== Segment start ==

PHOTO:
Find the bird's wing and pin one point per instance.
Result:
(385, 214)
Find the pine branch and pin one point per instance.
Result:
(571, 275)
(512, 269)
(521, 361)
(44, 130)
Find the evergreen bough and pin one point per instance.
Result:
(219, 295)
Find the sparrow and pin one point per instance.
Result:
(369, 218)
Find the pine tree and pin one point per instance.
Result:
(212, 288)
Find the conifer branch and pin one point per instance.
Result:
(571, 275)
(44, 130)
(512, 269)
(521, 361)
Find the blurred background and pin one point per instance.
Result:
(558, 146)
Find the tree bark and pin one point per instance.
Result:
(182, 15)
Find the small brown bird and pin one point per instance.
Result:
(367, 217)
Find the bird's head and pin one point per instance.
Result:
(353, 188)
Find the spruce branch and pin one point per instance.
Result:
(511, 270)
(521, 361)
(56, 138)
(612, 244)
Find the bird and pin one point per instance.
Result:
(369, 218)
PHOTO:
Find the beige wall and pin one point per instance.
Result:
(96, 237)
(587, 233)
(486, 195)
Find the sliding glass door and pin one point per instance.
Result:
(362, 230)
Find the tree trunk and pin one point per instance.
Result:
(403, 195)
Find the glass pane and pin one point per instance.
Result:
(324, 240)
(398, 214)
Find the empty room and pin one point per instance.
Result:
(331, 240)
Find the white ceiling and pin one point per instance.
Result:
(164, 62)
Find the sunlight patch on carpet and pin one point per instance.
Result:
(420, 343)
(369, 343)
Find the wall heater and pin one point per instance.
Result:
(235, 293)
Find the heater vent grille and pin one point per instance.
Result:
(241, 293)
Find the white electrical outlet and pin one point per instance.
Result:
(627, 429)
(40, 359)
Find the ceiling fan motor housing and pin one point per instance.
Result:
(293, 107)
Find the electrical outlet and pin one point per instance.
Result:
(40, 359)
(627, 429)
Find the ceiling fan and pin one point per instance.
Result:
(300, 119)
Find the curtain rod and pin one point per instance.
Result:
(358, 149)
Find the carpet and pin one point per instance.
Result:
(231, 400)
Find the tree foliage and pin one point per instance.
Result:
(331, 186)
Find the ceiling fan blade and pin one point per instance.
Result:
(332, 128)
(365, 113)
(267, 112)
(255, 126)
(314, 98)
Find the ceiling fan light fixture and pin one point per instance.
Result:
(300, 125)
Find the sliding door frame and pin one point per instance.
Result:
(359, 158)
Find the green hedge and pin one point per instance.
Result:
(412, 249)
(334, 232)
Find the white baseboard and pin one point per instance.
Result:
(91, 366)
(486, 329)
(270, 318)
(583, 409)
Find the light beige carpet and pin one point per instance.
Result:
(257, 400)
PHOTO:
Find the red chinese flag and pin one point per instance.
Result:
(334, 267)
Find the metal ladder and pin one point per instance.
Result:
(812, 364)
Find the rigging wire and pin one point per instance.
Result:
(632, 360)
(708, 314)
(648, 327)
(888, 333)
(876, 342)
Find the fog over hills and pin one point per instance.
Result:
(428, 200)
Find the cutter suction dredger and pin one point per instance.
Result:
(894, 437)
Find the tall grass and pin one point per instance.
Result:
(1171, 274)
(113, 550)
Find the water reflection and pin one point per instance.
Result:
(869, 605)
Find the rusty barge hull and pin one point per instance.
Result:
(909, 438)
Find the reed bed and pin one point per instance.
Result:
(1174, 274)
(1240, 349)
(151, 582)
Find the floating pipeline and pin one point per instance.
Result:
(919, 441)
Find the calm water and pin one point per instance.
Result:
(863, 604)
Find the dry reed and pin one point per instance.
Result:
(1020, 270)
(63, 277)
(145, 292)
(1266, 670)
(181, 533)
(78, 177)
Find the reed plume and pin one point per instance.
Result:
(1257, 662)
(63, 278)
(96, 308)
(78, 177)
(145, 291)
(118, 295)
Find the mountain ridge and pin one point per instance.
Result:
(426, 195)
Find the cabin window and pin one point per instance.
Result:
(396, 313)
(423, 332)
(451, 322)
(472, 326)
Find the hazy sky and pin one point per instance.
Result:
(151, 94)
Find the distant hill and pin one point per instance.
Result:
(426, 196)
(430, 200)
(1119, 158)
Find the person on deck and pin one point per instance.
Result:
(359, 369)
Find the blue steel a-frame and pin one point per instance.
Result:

== Segment end ==

**EXERCISE REQUIREMENTS:** Lines holding "heater" in the material above are to be reported.

**ANSWER BOX:**
Find the wall heater and pin one point per instance.
Find the heater vent grille and pin one point per instance.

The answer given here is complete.